[[ TEXT SEGMENT open ]]

Ronnie James Dio’s Widow Blasts Gene Simmons’ ‘Disgusting’ Trademark Bid for ‘Horns’ Hand Gesture

“I think he’s made a complete fool of himself,” Wendy Dio says of KISS bassist’s effort to claim horn hand gesture as his own

Stand back, Gene Simmons: When it comes to claiming rights for the “horns” hand gesture, you might be the last in line.

Following news that KISS frontman Gene Simmons is attempting to trademark the “horns” hand gesture — a staple at rock concerts for decades — TheWrap spoke to Wendy Dio, widow of deceased singer Ronnie James Dio, who’s widely credited with popularizing the hand gesture.

Dio’s assessment of Simmons’ trademark bid? It’s “disgusting.”

“To try to make money off of something like this is disgusting,” Dio told TheWrap. “It belongs to everyone; it doesn’t belong to anyone. … It’s a public domain; it shouldn’t be trademarked.”

Dio was quick to note that her husband — who fronted groups including Black Sabbath and Rainbow — shouldn’t be credited with the gesture either. As she noted, the singer, who died in 2010, adopted the hand gesture from an old Italian sign that he picked up from his grandmother, which is used to either ward off evil or give the evil eye, depending on how it’s employed.

Dio also noted that the rock band Coven used the hand gesture, as displayed on the cover of the group’s 1969 debut album, while the cartoon version of John Lennon flashes a similar sign on the cover of the Beatles’ “Yellow Submarine” album, released in 1969.

Dio characterized Simmons’ effort to trademark the hand gesture as “a joke,” and noted, “It’s just crazy.”

“It’s laughable, I think, quite honestly,” Dio said, likening Simmons’ trademark bid to trying to trademark the bird or the peace sign. “I think he’s made a complete fool of himself.”

“It’s disgusting; what does he want?” Dio added.

Simmons filed his application with the U.S. Patent and Trademark Office on June 9, describing the “horns” symbol as “a hand gesture with the index and small fingers extended upward and the thumb extended perpendicular.”

In the application, Simmons claimed to have first used the gesture “At least as early as 11/14/1974,” and said it has been used for “Entertainment, namely, live performances by a musical artist, personal appearances by a musical artist.”

[[ TEXT SEGMENT closed ]]

* [EXERCISE REQUIREMENTS]: Reproduce everything in the article on Gene Simmons' "horns" trademark bid from "Following news that" down to "how it’s employed.".

[[ EXTRACTED MATERIAL open ]]

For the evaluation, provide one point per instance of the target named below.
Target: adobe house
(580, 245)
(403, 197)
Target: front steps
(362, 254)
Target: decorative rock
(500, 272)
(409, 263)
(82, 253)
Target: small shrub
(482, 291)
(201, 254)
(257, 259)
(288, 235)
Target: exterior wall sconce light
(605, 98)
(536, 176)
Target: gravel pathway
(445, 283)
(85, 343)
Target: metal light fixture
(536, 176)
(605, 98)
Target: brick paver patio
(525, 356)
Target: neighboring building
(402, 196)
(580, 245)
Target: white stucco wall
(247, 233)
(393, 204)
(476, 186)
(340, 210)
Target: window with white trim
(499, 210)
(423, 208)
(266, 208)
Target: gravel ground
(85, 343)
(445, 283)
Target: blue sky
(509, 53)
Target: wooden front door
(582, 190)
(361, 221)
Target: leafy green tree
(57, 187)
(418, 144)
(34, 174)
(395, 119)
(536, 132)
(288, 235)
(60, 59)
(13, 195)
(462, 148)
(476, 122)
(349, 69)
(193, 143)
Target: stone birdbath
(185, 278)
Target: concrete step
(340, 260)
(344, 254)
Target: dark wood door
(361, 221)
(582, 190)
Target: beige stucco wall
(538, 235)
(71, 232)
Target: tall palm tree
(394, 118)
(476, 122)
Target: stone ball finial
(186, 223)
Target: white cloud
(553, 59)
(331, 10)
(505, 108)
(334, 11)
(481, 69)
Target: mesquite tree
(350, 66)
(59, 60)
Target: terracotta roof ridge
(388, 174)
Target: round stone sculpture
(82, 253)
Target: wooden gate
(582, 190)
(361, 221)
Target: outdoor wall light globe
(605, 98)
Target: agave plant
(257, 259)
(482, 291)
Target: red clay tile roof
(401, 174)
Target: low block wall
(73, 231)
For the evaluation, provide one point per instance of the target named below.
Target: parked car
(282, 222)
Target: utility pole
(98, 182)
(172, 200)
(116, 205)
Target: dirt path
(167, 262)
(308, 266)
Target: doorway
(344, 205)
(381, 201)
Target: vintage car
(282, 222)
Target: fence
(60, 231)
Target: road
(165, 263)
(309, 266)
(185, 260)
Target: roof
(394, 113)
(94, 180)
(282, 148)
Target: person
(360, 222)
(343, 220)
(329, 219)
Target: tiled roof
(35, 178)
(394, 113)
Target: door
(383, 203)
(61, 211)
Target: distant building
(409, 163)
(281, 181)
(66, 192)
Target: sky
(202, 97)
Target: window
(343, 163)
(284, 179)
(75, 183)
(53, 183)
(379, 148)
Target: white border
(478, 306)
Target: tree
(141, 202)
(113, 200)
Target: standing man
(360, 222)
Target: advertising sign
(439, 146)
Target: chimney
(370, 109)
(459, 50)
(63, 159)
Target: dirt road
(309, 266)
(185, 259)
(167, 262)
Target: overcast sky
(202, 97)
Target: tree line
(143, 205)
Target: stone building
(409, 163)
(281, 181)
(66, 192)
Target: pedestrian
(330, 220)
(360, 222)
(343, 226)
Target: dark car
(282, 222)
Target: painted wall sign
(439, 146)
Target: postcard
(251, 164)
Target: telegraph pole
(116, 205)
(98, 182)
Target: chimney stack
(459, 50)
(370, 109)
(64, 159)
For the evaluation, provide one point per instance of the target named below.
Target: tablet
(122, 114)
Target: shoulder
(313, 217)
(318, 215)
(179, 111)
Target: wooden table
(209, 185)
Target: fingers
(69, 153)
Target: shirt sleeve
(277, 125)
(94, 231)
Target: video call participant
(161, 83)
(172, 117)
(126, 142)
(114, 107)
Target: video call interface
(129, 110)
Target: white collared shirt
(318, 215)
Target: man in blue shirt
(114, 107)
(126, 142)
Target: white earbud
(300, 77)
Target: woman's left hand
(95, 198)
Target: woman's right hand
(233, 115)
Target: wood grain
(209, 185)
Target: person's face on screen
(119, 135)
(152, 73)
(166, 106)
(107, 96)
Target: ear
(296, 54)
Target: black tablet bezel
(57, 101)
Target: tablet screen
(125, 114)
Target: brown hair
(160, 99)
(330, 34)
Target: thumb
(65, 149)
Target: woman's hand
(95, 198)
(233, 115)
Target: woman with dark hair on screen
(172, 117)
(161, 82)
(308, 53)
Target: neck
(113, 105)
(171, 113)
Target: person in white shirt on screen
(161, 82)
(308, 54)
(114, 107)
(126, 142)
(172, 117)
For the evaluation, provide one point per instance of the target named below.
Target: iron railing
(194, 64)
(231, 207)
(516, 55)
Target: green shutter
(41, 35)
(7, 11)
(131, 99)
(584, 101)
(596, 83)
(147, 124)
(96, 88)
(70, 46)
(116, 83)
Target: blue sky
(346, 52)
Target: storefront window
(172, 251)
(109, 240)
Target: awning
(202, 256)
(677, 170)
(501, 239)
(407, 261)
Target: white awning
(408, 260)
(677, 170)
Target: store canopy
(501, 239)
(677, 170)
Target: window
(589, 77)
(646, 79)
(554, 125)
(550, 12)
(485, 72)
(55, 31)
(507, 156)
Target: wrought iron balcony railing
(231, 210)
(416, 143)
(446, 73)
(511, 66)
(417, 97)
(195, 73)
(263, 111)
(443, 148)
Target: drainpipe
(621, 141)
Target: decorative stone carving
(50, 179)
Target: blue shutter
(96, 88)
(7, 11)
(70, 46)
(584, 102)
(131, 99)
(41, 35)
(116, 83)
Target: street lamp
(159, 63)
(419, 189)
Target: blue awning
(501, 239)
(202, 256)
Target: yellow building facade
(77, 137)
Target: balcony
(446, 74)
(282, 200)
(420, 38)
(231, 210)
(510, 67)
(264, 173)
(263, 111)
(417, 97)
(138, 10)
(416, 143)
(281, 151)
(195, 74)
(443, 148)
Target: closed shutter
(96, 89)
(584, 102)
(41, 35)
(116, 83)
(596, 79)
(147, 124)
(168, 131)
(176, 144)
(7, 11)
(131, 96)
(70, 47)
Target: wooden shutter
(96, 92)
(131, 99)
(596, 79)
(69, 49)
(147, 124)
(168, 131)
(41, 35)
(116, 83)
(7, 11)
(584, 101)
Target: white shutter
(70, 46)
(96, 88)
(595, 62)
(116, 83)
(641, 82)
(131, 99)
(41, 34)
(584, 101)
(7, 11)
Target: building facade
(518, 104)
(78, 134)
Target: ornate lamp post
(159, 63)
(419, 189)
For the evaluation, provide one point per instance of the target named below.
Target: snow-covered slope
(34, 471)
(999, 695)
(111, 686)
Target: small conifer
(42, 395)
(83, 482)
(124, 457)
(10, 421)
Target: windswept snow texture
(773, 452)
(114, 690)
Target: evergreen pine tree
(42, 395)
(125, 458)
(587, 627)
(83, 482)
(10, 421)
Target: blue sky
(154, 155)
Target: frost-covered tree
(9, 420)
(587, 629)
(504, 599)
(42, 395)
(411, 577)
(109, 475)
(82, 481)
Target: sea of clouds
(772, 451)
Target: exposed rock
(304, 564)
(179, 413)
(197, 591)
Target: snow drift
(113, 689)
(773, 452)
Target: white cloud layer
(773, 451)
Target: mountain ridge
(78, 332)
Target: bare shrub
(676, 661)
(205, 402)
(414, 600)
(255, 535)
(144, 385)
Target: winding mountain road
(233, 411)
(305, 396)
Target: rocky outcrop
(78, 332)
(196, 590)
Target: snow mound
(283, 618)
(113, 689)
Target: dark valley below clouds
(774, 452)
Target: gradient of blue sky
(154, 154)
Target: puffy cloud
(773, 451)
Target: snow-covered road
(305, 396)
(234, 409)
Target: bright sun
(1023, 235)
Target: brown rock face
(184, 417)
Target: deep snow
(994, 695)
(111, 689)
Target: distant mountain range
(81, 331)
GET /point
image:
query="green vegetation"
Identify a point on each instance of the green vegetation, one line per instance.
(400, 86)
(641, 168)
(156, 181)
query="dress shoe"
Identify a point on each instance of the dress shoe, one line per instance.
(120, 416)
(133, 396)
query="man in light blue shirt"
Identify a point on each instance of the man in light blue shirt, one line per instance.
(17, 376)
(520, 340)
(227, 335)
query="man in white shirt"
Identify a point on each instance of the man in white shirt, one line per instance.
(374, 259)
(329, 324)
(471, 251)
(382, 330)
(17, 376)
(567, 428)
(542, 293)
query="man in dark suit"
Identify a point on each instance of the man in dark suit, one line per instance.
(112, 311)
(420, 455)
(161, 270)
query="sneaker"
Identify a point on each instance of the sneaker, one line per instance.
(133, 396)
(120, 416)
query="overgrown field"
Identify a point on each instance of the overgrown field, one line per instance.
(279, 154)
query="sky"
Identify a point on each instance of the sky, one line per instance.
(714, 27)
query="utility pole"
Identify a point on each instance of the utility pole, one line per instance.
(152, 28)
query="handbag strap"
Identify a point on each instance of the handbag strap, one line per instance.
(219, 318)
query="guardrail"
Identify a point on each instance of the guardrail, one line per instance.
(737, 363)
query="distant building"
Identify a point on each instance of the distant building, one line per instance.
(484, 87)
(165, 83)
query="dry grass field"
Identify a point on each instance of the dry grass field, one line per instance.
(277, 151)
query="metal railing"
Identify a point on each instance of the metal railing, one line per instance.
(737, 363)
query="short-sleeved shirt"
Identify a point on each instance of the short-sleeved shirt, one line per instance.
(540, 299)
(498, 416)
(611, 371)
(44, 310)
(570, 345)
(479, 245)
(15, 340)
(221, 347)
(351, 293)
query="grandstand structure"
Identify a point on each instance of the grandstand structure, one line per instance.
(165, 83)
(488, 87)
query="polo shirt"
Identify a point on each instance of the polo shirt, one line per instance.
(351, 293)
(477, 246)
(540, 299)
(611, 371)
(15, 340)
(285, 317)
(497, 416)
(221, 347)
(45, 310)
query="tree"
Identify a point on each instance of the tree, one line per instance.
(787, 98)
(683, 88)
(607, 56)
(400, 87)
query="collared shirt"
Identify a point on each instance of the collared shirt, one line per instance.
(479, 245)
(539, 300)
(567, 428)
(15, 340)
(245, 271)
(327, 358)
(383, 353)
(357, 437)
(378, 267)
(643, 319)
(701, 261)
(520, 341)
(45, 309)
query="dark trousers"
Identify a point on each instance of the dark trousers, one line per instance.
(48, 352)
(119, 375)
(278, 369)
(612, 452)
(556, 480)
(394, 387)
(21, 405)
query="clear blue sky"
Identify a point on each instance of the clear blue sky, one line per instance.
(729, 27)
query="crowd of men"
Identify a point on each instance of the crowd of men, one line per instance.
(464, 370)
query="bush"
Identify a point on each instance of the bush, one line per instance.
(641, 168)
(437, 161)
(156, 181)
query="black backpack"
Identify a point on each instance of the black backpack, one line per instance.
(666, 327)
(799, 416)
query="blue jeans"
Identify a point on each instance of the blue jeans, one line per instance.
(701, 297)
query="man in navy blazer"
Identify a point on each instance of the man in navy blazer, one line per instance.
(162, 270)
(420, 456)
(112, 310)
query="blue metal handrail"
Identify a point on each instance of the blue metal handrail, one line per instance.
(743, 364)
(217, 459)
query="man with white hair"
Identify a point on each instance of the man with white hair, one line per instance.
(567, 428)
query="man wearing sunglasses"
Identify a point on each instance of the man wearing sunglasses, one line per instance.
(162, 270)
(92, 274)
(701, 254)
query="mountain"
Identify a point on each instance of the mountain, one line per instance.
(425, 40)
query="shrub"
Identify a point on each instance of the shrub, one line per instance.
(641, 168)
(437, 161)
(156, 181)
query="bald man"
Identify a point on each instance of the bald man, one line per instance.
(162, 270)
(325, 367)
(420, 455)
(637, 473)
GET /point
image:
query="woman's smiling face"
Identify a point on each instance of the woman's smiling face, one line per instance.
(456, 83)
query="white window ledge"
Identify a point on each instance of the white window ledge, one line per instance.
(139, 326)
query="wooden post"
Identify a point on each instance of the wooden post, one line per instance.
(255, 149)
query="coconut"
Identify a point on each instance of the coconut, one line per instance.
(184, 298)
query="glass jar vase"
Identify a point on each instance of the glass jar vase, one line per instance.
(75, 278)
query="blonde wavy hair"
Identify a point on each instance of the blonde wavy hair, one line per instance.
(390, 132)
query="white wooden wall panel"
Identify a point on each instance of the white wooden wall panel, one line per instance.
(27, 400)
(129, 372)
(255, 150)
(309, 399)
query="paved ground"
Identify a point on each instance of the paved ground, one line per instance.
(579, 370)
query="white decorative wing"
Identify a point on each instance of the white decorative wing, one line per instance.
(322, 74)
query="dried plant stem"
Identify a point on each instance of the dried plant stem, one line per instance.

[[ EXTRACTED MATERIAL closed ]]

* [OUTPUT]:
Following news that KISS frontman Gene Simmons is attempting to trademark the “horns” hand gesture — a staple at rock concerts for decades — TheWrap spoke to Wendy Dio, widow of deceased singer Ronnie James Dio, who’s widely credited with popularizing the hand gesture.

Dio’s assessment of Simmons’ trademark bid? It’s “disgusting.”

“To try to make money off of something like this is disgusting,” Dio told TheWrap. “It belongs to everyone; it doesn’t belong to anyone. … It’s a public domain; it shouldn’t be trademarked.”

Dio was quick to note that her husband — who fronted groups including Black Sabbath and Rainbow — shouldn’t be credited with the gesture either. As she noted, the singer, who died in 2010, adopted the hand gesture from an old Italian sign that he picked up from his grandmother, which is used to either ward off evil or give the evil eye, depending on how it’s employed.